● **EXERCISE INPUT**:
——————————

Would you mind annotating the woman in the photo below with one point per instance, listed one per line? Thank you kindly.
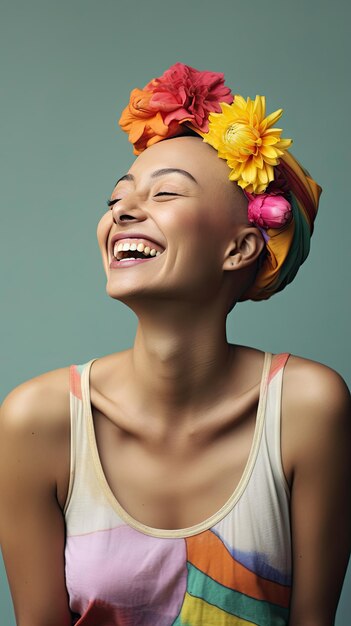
(186, 480)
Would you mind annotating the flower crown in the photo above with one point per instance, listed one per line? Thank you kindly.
(282, 196)
(235, 127)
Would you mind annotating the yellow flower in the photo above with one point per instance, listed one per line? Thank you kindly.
(243, 136)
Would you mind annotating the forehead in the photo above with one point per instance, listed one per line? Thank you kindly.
(189, 153)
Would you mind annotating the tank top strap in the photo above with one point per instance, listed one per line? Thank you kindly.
(272, 427)
(78, 430)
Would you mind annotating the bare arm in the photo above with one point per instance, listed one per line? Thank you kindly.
(32, 451)
(317, 435)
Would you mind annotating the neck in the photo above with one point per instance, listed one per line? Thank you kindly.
(180, 358)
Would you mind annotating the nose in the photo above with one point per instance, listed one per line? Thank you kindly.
(123, 213)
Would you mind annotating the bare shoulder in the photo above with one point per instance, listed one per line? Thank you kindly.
(41, 402)
(312, 386)
(316, 416)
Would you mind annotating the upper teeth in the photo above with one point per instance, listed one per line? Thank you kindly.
(140, 247)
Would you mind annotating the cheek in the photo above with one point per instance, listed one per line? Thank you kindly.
(103, 229)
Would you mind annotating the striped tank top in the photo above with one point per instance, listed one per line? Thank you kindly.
(232, 569)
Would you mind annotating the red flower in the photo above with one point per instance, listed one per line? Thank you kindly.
(183, 93)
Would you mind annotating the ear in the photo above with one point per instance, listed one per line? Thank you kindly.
(244, 249)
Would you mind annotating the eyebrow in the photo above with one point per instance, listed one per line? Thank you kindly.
(161, 172)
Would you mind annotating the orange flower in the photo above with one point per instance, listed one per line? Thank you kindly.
(143, 124)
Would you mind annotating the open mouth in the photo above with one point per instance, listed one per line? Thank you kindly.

——————————

● **EXERCISE AIM**:
Carry over every line of the material from the one containing "Would you mind annotating the eyebrow" through the end of the material, both included, adding 77 to each coordinate in the points.

● **THE RESPONSE**:
Would you mind annotating the eyebrow in the photo above with one point per instance, listed one per line? Thank you kindly.
(238, 249)
Would you mind annotating the orange flower in the photo above with one point per instance, listed one per line? Thank you kindly.
(220, 201)
Would you mind annotating the open mouth in the photo above with one point per instance, listed one per line? Thank you kindly.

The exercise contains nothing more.